**Given exercise**. Rewrite the records from the line with "crack visible in the camera view above." to the line with "[561,52,567,154]", both included, and nothing else. Keep each request line unchanged, and multiply every bounding box coordinate by 1.5, rounding to the nearest whole number with halves rounded up.

**Input material**.
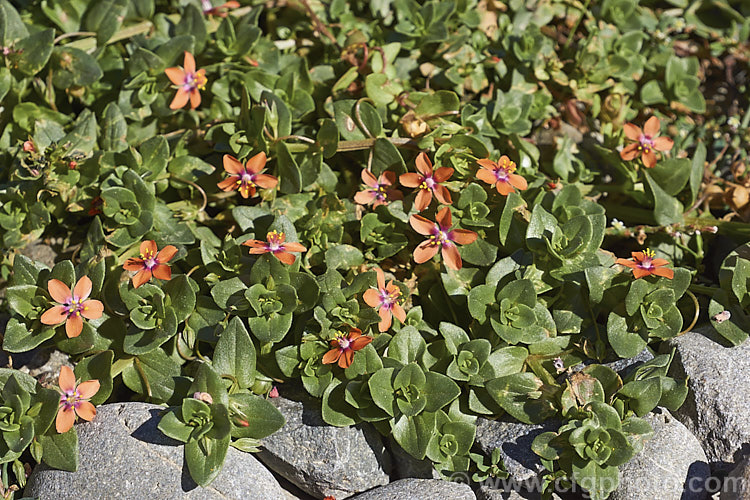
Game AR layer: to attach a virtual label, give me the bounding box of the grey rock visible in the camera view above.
[668,328,750,474]
[476,417,560,483]
[258,387,391,500]
[719,457,750,500]
[24,403,284,500]
[609,408,711,500]
[352,479,477,500]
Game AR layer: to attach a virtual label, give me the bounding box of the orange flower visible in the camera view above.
[164,51,208,109]
[615,248,674,279]
[399,153,453,212]
[217,151,279,198]
[323,328,372,368]
[620,116,674,168]
[409,207,477,270]
[243,230,307,265]
[41,276,104,339]
[122,240,177,288]
[354,169,404,207]
[55,366,99,434]
[363,268,406,332]
[477,155,529,196]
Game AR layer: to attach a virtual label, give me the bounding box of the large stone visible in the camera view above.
[258,386,391,500]
[669,328,750,474]
[609,408,711,500]
[24,403,285,500]
[720,457,750,500]
[348,479,477,500]
[476,417,560,484]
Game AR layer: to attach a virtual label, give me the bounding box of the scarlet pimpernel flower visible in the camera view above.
[363,268,406,332]
[41,276,104,338]
[409,207,477,270]
[55,366,99,434]
[615,248,674,279]
[323,328,372,368]
[399,153,453,212]
[243,230,307,265]
[122,240,177,288]
[217,151,279,198]
[354,169,404,207]
[620,116,674,168]
[164,52,208,109]
[477,155,529,196]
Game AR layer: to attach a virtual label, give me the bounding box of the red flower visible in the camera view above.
[217,151,279,198]
[615,248,674,279]
[243,231,307,265]
[620,116,674,168]
[164,51,208,109]
[55,366,99,434]
[477,155,529,196]
[354,169,404,207]
[323,328,372,368]
[409,207,477,270]
[363,268,406,332]
[399,153,453,212]
[122,240,177,288]
[41,276,104,339]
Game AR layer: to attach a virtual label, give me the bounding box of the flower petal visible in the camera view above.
[40,306,68,325]
[415,153,432,176]
[57,365,76,392]
[223,155,245,176]
[76,401,96,422]
[73,276,92,300]
[409,215,436,236]
[55,408,76,434]
[245,151,268,174]
[65,314,83,339]
[47,279,73,304]
[78,380,100,399]
[81,299,104,319]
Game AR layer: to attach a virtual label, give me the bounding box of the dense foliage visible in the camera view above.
[0,0,750,498]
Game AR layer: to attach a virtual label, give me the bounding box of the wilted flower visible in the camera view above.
[243,230,307,265]
[477,155,529,196]
[399,153,453,212]
[55,366,99,434]
[354,169,404,207]
[122,240,177,288]
[164,51,208,109]
[620,116,674,168]
[409,207,477,270]
[615,248,674,279]
[217,151,279,198]
[323,328,372,368]
[363,268,406,332]
[41,276,104,338]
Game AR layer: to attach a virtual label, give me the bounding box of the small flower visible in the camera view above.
[323,328,372,368]
[243,230,307,265]
[399,153,453,212]
[41,276,104,338]
[217,151,279,199]
[201,0,240,17]
[122,240,177,288]
[164,51,208,109]
[363,268,406,332]
[354,169,404,207]
[55,366,99,434]
[615,248,674,279]
[620,116,674,168]
[477,155,529,196]
[409,207,477,270]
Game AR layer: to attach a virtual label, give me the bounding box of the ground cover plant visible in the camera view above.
[0,0,750,498]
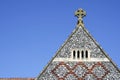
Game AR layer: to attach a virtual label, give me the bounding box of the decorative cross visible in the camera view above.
[75,9,86,27]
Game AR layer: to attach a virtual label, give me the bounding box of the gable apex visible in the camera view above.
[36,8,120,80]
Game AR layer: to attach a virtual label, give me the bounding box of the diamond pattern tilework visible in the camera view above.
[52,62,109,80]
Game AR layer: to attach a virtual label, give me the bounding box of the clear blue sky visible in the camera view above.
[0,0,120,77]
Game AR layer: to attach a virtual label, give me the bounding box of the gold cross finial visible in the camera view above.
[75,9,86,27]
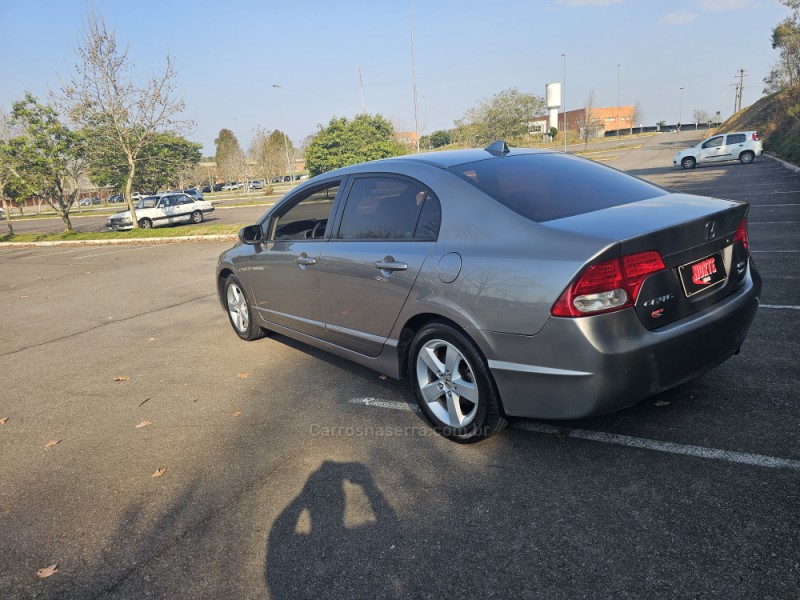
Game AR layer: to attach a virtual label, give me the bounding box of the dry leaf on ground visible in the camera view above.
[36,565,58,579]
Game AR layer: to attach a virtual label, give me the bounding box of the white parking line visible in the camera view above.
[349,398,800,471]
[75,246,161,260]
[20,248,86,260]
[758,304,800,310]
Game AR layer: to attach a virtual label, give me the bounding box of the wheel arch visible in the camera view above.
[397,313,506,418]
[217,267,236,309]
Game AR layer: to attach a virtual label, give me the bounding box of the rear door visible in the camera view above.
[697,135,725,163]
[725,133,747,160]
[319,175,441,356]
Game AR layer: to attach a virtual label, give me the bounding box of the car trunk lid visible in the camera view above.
[542,194,749,329]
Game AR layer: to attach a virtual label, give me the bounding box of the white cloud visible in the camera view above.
[661,10,697,25]
[698,0,754,12]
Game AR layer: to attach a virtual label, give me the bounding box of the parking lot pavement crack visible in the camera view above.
[0,292,216,358]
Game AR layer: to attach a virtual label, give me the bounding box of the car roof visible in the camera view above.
[312,141,560,181]
[378,142,553,169]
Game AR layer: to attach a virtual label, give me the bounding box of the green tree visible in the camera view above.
[455,88,546,145]
[62,11,190,227]
[4,93,86,231]
[88,133,202,193]
[305,114,407,177]
[214,129,244,183]
[0,112,14,235]
[249,129,295,189]
[430,129,450,148]
[764,0,800,94]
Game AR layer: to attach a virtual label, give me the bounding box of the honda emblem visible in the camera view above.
[706,221,717,240]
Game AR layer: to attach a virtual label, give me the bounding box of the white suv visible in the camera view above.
[672,131,761,169]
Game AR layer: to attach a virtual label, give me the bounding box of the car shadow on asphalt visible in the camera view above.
[264,460,404,599]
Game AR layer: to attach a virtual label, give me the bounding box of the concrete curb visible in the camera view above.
[761,152,800,173]
[0,233,239,248]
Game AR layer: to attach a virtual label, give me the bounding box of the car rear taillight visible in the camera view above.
[550,250,666,317]
[733,217,750,256]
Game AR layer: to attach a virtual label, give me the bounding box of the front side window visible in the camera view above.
[268,181,341,241]
[337,176,440,240]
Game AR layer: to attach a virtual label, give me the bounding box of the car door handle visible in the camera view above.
[375,260,408,271]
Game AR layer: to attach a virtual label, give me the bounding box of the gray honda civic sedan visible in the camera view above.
[217,142,761,442]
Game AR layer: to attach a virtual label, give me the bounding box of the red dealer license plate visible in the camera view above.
[678,252,728,296]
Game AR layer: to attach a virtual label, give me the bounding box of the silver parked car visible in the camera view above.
[217,142,761,441]
[672,131,763,169]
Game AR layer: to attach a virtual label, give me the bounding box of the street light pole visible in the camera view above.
[408,0,419,154]
[617,64,620,143]
[272,83,294,189]
[561,52,567,154]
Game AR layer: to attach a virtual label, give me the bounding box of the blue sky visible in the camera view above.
[0,0,789,155]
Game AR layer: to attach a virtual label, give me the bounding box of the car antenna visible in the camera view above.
[484,140,511,156]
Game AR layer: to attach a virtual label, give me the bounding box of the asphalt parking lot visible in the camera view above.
[0,133,800,599]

**Solution to the exercise**.
Game AR layer: to attach a virtual label, give me the bounding box of the parking lot pavement crack visible in the camera view above.
[0,438,324,537]
Game AR layer: to attach a virtual label, give me the bounding box of the car roof visible in the camera view above.
[468,212,840,272]
[567,213,830,254]
Game AR layer: to attach a virtual label, give me the bounding box of the green tree visible in the camera view above.
[683,132,819,218]
[93,17,285,341]
[6,140,129,347]
[132,200,303,290]
[458,171,611,266]
[321,194,366,275]
[0,168,21,353]
[374,194,443,284]
[645,194,675,222]
[1146,0,1200,141]
Game AR layer: to attach a virtual label, give me the bounding box of the honda emblem visible in the camera view above.
[1059,332,1076,360]
Game AR layer: to attach a virtual label, give me the bounding box of the white suv visible in the camera view above.
[1008,197,1142,254]
Game AR layer: to attach a virtual label, give me the bounding box of the car shadow on asphalt visible in the camera view above.
[396,690,606,899]
Game AR layer: to attach a virtual label, give me the bounding box of the concrete curb visible in the camera view above.
[1142,228,1200,260]
[0,350,359,372]
Game AR layer: to attach a virtual label, give me the bounding box of the car rear taillight visible in the camera view above.
[825,375,999,476]
[1100,326,1125,384]
Game AR layer: to attach a virtual label, give me the bounding box of the front side window visible in the camera view above.
[402,272,512,362]
[506,264,660,360]
Game AR layer: to attach a virtual label, give me the bounding box of the car door handle visible in the camera view above.
[563,390,612,407]
Game AR layer: to attach a virtual label, give me the bounding box of the gray honda civic sedan visible in the camera view above.
[326,213,1142,663]
Game AR layer: to attach a virtual label, give me the bounding box of the red dealer license plate visible in the camera view above.
[1017,378,1092,444]
Game AR layer: to attach a virtual label, give me the bounding box of the silver parked car visible in the camera view above.
[326,213,1142,662]
[1008,197,1145,254]
Game AR layer: to attach a virtual label, give me the bounding box of the street light pole visible in the camera view above.
[612,0,629,231]
[926,96,930,215]
[408,125,441,284]
[842,78,851,231]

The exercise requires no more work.